▸ **Records supplied**
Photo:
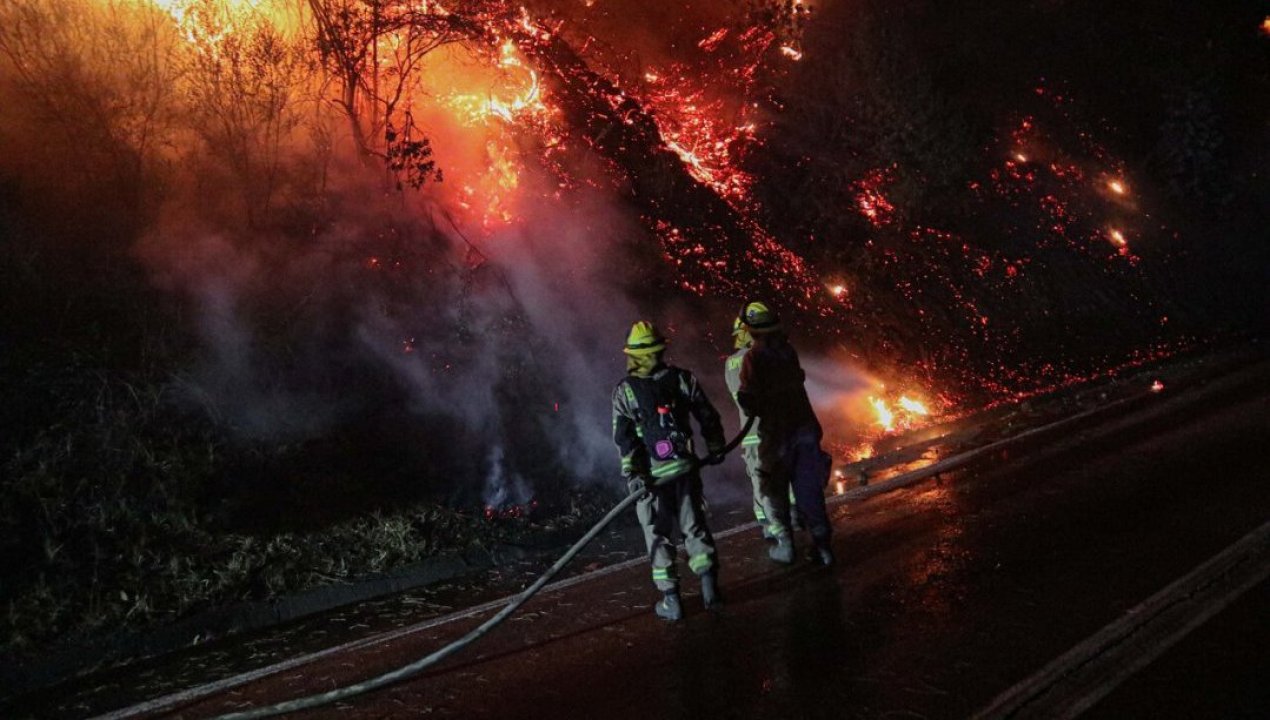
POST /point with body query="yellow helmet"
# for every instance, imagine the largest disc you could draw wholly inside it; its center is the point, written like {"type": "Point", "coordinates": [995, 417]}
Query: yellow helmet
{"type": "Point", "coordinates": [644, 339]}
{"type": "Point", "coordinates": [758, 318]}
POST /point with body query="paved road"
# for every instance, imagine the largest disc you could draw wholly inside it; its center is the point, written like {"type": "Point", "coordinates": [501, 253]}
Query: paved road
{"type": "Point", "coordinates": [948, 594]}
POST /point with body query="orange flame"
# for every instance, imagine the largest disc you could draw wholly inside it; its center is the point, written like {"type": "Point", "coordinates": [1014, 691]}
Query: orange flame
{"type": "Point", "coordinates": [885, 417]}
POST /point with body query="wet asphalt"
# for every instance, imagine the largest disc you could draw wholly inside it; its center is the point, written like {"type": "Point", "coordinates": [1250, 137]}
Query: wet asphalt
{"type": "Point", "coordinates": [945, 594]}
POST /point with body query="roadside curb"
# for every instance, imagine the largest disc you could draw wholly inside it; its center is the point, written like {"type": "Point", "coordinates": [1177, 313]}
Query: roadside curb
{"type": "Point", "coordinates": [20, 674]}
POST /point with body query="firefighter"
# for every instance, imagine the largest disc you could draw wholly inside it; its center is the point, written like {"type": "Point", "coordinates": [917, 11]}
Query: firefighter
{"type": "Point", "coordinates": [767, 511]}
{"type": "Point", "coordinates": [652, 406]}
{"type": "Point", "coordinates": [789, 456]}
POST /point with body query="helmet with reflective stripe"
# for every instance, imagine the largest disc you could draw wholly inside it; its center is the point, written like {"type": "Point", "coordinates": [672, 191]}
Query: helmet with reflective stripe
{"type": "Point", "coordinates": [758, 318]}
{"type": "Point", "coordinates": [644, 339]}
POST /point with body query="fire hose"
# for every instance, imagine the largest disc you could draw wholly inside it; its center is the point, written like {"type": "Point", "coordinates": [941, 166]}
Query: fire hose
{"type": "Point", "coordinates": [479, 631]}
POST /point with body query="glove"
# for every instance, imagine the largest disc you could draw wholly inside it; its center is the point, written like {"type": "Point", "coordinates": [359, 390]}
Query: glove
{"type": "Point", "coordinates": [639, 484]}
{"type": "Point", "coordinates": [714, 452]}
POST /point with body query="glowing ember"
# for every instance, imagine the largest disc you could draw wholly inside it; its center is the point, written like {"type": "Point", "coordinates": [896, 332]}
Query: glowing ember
{"type": "Point", "coordinates": [885, 418]}
{"type": "Point", "coordinates": [517, 103]}
{"type": "Point", "coordinates": [870, 198]}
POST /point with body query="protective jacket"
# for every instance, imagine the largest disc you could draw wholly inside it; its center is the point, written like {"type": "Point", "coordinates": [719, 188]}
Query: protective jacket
{"type": "Point", "coordinates": [772, 379]}
{"type": "Point", "coordinates": [732, 376]}
{"type": "Point", "coordinates": [652, 423]}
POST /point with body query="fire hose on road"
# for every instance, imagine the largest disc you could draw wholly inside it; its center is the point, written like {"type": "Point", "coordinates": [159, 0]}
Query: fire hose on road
{"type": "Point", "coordinates": [471, 636]}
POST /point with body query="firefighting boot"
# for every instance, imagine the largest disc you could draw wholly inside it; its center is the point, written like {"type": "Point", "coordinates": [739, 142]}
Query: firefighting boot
{"type": "Point", "coordinates": [782, 551]}
{"type": "Point", "coordinates": [823, 553]}
{"type": "Point", "coordinates": [669, 607]}
{"type": "Point", "coordinates": [767, 531]}
{"type": "Point", "coordinates": [710, 594]}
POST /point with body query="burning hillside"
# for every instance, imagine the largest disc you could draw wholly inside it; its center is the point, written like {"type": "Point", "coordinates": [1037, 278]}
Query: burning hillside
{"type": "Point", "coordinates": [360, 253]}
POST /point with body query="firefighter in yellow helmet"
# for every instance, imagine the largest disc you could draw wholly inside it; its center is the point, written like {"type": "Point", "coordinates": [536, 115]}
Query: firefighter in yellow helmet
{"type": "Point", "coordinates": [652, 410]}
{"type": "Point", "coordinates": [768, 385]}
{"type": "Point", "coordinates": [767, 511]}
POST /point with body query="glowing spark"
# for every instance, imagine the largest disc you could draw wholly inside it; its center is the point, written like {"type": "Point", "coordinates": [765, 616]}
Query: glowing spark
{"type": "Point", "coordinates": [885, 418]}
{"type": "Point", "coordinates": [913, 406]}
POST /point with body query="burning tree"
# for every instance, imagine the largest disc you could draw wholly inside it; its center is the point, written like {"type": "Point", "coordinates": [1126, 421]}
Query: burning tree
{"type": "Point", "coordinates": [354, 329]}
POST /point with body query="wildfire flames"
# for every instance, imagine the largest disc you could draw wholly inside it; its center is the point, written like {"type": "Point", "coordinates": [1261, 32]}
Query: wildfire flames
{"type": "Point", "coordinates": [901, 414]}
{"type": "Point", "coordinates": [520, 109]}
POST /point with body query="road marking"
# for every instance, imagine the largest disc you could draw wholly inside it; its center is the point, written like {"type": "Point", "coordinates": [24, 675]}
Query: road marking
{"type": "Point", "coordinates": [1090, 671]}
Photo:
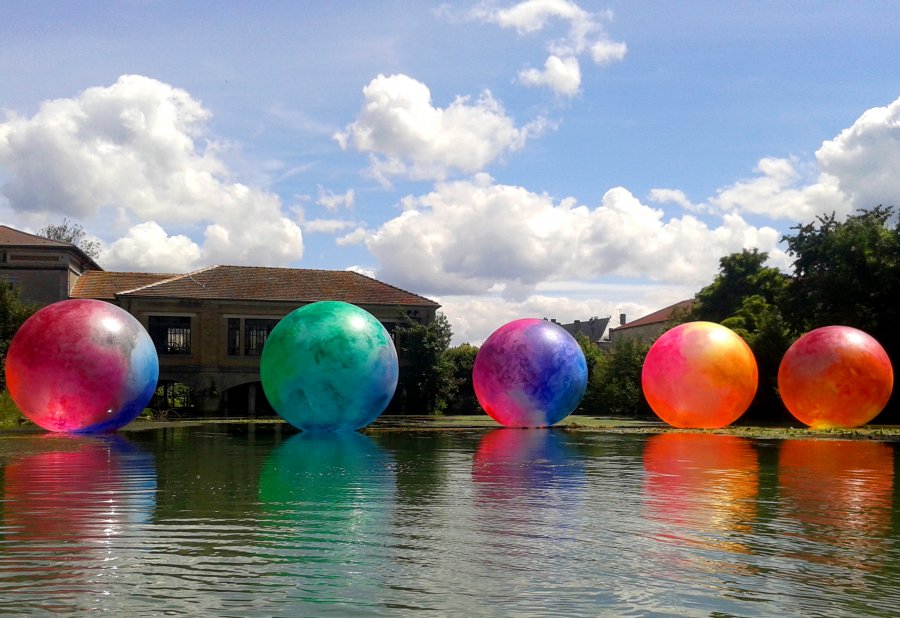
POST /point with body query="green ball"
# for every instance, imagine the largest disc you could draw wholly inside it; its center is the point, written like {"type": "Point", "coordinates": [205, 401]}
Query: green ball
{"type": "Point", "coordinates": [329, 366]}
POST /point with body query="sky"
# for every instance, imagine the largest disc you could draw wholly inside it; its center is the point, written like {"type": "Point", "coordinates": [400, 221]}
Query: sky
{"type": "Point", "coordinates": [544, 158]}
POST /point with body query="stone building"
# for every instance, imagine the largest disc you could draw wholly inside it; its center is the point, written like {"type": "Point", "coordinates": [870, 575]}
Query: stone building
{"type": "Point", "coordinates": [208, 326]}
{"type": "Point", "coordinates": [648, 327]}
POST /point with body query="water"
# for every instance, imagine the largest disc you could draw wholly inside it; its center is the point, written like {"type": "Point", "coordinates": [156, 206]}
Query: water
{"type": "Point", "coordinates": [231, 520]}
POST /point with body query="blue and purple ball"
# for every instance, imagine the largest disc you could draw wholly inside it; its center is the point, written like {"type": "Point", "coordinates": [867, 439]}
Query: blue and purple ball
{"type": "Point", "coordinates": [529, 373]}
{"type": "Point", "coordinates": [81, 366]}
{"type": "Point", "coordinates": [329, 366]}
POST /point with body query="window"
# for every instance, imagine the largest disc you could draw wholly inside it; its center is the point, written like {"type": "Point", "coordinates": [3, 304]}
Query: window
{"type": "Point", "coordinates": [256, 331]}
{"type": "Point", "coordinates": [170, 334]}
{"type": "Point", "coordinates": [247, 336]}
{"type": "Point", "coordinates": [234, 336]}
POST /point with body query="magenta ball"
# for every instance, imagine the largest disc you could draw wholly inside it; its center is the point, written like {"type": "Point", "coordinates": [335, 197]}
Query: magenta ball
{"type": "Point", "coordinates": [529, 373]}
{"type": "Point", "coordinates": [81, 366]}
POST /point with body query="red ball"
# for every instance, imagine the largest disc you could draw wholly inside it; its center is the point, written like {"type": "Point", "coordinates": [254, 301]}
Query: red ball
{"type": "Point", "coordinates": [699, 375]}
{"type": "Point", "coordinates": [835, 376]}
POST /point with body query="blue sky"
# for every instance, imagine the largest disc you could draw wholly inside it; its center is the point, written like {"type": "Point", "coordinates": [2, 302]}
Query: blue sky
{"type": "Point", "coordinates": [540, 158]}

▸ **Problem description**
Please leave the images out and retype the rest of the material exactly.

▸ **Response for this exercise**
Photo:
POST /point with body query="yellow helmet"
# for every instance, imagine the largest disc you could draw wholly inside it; its center is the point, written like {"type": "Point", "coordinates": [995, 417]}
Query: yellow helmet
{"type": "Point", "coordinates": [644, 339]}
{"type": "Point", "coordinates": [758, 318]}
POST /point with body query="paved road"
# for every instance, imagine the largest disc you could draw wholly inside it; its center is the point, written like {"type": "Point", "coordinates": [501, 253]}
Query: paved road
{"type": "Point", "coordinates": [948, 594]}
POST /point with body query="orange flame"
# for every instance, imagine the largest disc you could draw wholly inside it; its center is the point, written like {"type": "Point", "coordinates": [1014, 691]}
Query: orange flame
{"type": "Point", "coordinates": [885, 417]}
POST /point with body query="wet asphalt"
# for every instance, imagine the largest disc you could draw wholly inside it; its center is the point, written like {"type": "Point", "coordinates": [1250, 137]}
Query: wet asphalt
{"type": "Point", "coordinates": [945, 594]}
POST /point with body query="roadside curb"
# for every instance, imagine the largest disc you could draw wholly inside it; its center is the point, written like {"type": "Point", "coordinates": [1177, 313]}
Query: roadside curb
{"type": "Point", "coordinates": [20, 674]}
POST /point with body query="firefighter"
# for every instance, imagine the largest disc you could draw wholly inside it; its center is the point, written like {"type": "Point", "coordinates": [917, 11]}
Query: firefighter
{"type": "Point", "coordinates": [767, 511]}
{"type": "Point", "coordinates": [652, 406]}
{"type": "Point", "coordinates": [789, 456]}
POST /point with body query="helmet with reflective stripe"
# for every instance, imagine the largest disc you could draw wholly inside it; its center is the point, written like {"type": "Point", "coordinates": [672, 191]}
Query: helmet with reflective stripe
{"type": "Point", "coordinates": [758, 318]}
{"type": "Point", "coordinates": [644, 339]}
POST /point with body query="fire hose"
# for every instance, imagine the largest disc you could draw wholly inside it; its center is the point, written like {"type": "Point", "coordinates": [941, 166]}
Query: fire hose
{"type": "Point", "coordinates": [479, 631]}
POST /point with body query="glove"
# for every instance, imagine the largest disc you could draw wholly inside it; its center is the point, written like {"type": "Point", "coordinates": [359, 390]}
Query: glove
{"type": "Point", "coordinates": [639, 484]}
{"type": "Point", "coordinates": [714, 452]}
POST /point with body query="glowing ember"
# for every instance, imagine the largest disc you could draw wholly inside it; its center is the point, written like {"type": "Point", "coordinates": [896, 332]}
Query: glowing ember
{"type": "Point", "coordinates": [885, 418]}
{"type": "Point", "coordinates": [517, 103]}
{"type": "Point", "coordinates": [870, 198]}
POST /point with body query="protective jacket"
# for every instance, imagine the largest disc you could draw wholly inside it; its center is the point, written like {"type": "Point", "coordinates": [719, 188]}
Query: protective jacket
{"type": "Point", "coordinates": [772, 379]}
{"type": "Point", "coordinates": [732, 376]}
{"type": "Point", "coordinates": [652, 423]}
POST /point with body query="fire hose on road"
# for every instance, imagine the largest disc you could draw wholly inside it; its center is the point, written like {"type": "Point", "coordinates": [159, 0]}
Query: fire hose on road
{"type": "Point", "coordinates": [471, 636]}
POST /point with body query="firefighting boot"
# for every instance, imagine the largest disc you could draw wholly inside it; its center is the point, written like {"type": "Point", "coordinates": [739, 142]}
Query: firefighting boot
{"type": "Point", "coordinates": [782, 551]}
{"type": "Point", "coordinates": [823, 553]}
{"type": "Point", "coordinates": [669, 607]}
{"type": "Point", "coordinates": [767, 531]}
{"type": "Point", "coordinates": [710, 594]}
POST /point with body query="burning hillside"
# for every instance, imagine the largest disc you could draw wholly inside it; its center is the point, written like {"type": "Point", "coordinates": [1037, 278]}
Query: burning hillside
{"type": "Point", "coordinates": [360, 253]}
POST /point with body query="firefighter in yellow helmet"
# for every instance, imagine the largest disc you could draw wholly inside it; its center is the point, written like {"type": "Point", "coordinates": [536, 115]}
Query: firefighter in yellow helmet
{"type": "Point", "coordinates": [652, 410]}
{"type": "Point", "coordinates": [768, 385]}
{"type": "Point", "coordinates": [767, 511]}
POST /point with body query="glowing spark"
# for every instance, imagine the largest disc you could draw wholly inside it; its center is the point, written like {"type": "Point", "coordinates": [765, 616]}
Query: glowing spark
{"type": "Point", "coordinates": [885, 418]}
{"type": "Point", "coordinates": [913, 406]}
POST /point with body query="burning tree"
# for every instance, imagine the largest disc you could draw wholly inside it; its center is the point, written like {"type": "Point", "coordinates": [1126, 421]}
Query: burning tree
{"type": "Point", "coordinates": [354, 329]}
POST /point with body query="wildfire flames"
# for every instance, imagine the largest disc you could draw wholly inside it; its center is the point, written like {"type": "Point", "coordinates": [1261, 32]}
Query: wildfire flames
{"type": "Point", "coordinates": [901, 414]}
{"type": "Point", "coordinates": [520, 109]}
POST /point with body query="road marking"
# for every instance, imagine the largest disc you could draw wholly inside it; its center is the point, written like {"type": "Point", "coordinates": [24, 675]}
Query: road marking
{"type": "Point", "coordinates": [1090, 671]}
Photo:
POST /point with body query="green ball"
# for every instance, imagine the largest disc you could draw wholly inside it; its center is the point, written like {"type": "Point", "coordinates": [205, 401]}
Query: green ball
{"type": "Point", "coordinates": [329, 366]}
POST /point with body query="sky"
# for every instance, imagine the largest disc you could draw wholly inside it; its center is the point, written like {"type": "Point", "coordinates": [400, 221]}
Query: sky
{"type": "Point", "coordinates": [544, 158]}
POST /point with body query="stone building"
# for every instance, imagine the largest disc you could draw wholly inside it; its center is the point, written like {"type": "Point", "coordinates": [870, 575]}
Query: stone building
{"type": "Point", "coordinates": [208, 326]}
{"type": "Point", "coordinates": [648, 327]}
POST /point with body query="water"
# for every instance, imagine the largest disc you could draw wholly inside it; its center is the point, written like {"type": "Point", "coordinates": [156, 206]}
Query: water
{"type": "Point", "coordinates": [231, 520]}
POST /point with body query="blue and purple ball"
# for every instance, imagine the largest disc you could draw wholly inside it; its center is the point, written like {"type": "Point", "coordinates": [867, 439]}
Query: blue and purple ball
{"type": "Point", "coordinates": [529, 373]}
{"type": "Point", "coordinates": [81, 366]}
{"type": "Point", "coordinates": [329, 366]}
POST /point with body query="window"
# for every instance, imagine the largest disc you could draw wholly inside it; its center is the point, written like {"type": "Point", "coordinates": [3, 304]}
Query: window
{"type": "Point", "coordinates": [256, 331]}
{"type": "Point", "coordinates": [170, 334]}
{"type": "Point", "coordinates": [247, 336]}
{"type": "Point", "coordinates": [234, 336]}
POST /point with body query="magenta ball"
# for every instance, imagine the largest disc you could draw wholly inside it; its center is the point, written like {"type": "Point", "coordinates": [335, 197]}
Query: magenta ball
{"type": "Point", "coordinates": [529, 373]}
{"type": "Point", "coordinates": [81, 366]}
POST /point with body query="red ball"
# for every instance, imagine the largest disc you could draw wholly inside it; its center is the point, written like {"type": "Point", "coordinates": [254, 301]}
Query: red ball
{"type": "Point", "coordinates": [699, 375]}
{"type": "Point", "coordinates": [835, 376]}
POST /point with body query="blue sky"
# for every instance, imagine the largest disc you could draw wholly inside it; its center is the point, written like {"type": "Point", "coordinates": [2, 302]}
Query: blue sky
{"type": "Point", "coordinates": [540, 158]}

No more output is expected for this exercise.